___ Documento

LOS CUADROS DE MAYO (2018)
El
joven pintor sueco Simon Dahlgren Strååt es autor de obras de técnica realista
a las que la adopción de un punto de vista peculiar dota de una singular
capacidad para producir extrañamiento. Sus personajes son gente común inscrita
en entornos cotidianos que, curiosamente, producen una sensación de inquietud.
Así sucede en este sorprendente cuadro, titulado Horror vacui. Estos dos pequeños visitantes de un museo podrían
haber dado origen a una escena sentimental o incluso edulcorada, pero el
artista renuncia a la fácil conexión con el espectador situando a sus dos
jóvenes modelos de espaldas, perdidos frente a la enormidad verde de un
gigantesco acuario cuyos límites se escapan fuera del lienzo y que parece, por
tanto, no tener fin. La escena está llena de elementos sugerentes: las figuras
menudas y solitarias frente a la amenazadora inmensidad en la que, gracias a la
iluminación, parece ir a materializarse una presencia inesperada; la
disposición en primer plano de una vitrina bajo la que pequeños restos
arqueológicos duermen su sueño de siglos o tal vez milenios. El que contempla
esta obra tiene la seguridad de que el pintor ha querido transmitirle algo más
allá de lo evidente. Resulta inevitable, por tanto, lanzarse a una
interpretación simbólica de este cuadro que nos habla de lo inmutable y lo
pasajero, de la fragilidad del ser humano indefenso frente a grandes enigmas
que lo superan.

______

Ejercicio propuesto 1
¿Concuerdan con el documento las afirmaciones (a), (b) y (c)? Responde sí o no a cada una y cita literalmente las palabras del documento que lo deciden.
(a) Los dos niños del cuadro aparecen de frente al espectador.
(b) El autor del cuadro es un pintor sueco.
(c) Los límites del acuario quedan dentro del lienzo.
Ejercicio propuesto 2
Según el documento, ¿qué se dispone en primer plano del cuadro?
Ejercicio propuesto 3
Duplica del documento, sin cambiar nada, el pasaje que comienza en las palabras "LOS CUADROS DE" y termina después de "sensación de inquietud.".
Para resolver los ejercicios no hacen falta los datos.

___ Datos disponibles

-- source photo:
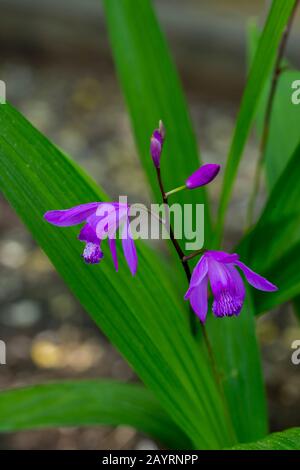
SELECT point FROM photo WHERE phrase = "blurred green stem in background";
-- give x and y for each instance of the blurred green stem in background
(266, 125)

______

Respuesta 1
(a) No: "situando a sus dos jóvenes modelos de espaldas".
(b) Sí: "joven pintor sueco Simon Dahlgren Strååt".
(c) No: "cuyos límites se escapan fuera del lienzo".

Respuesta 2
Una vitrina bajo la que hay pequeños restos arqueológicos.

Respuesta 3
LOS CUADROS DE MAYO (2018)
El
joven pintor sueco Simon Dahlgren Strååt es autor de obras de técnica realista
a las que la adopción de un punto de vista peculiar dota de una singular
capacidad para producir extrañamiento. Sus personajes son gente común inscrita
en entornos cotidianos que, curiosamente, producen una sensación de inquietud.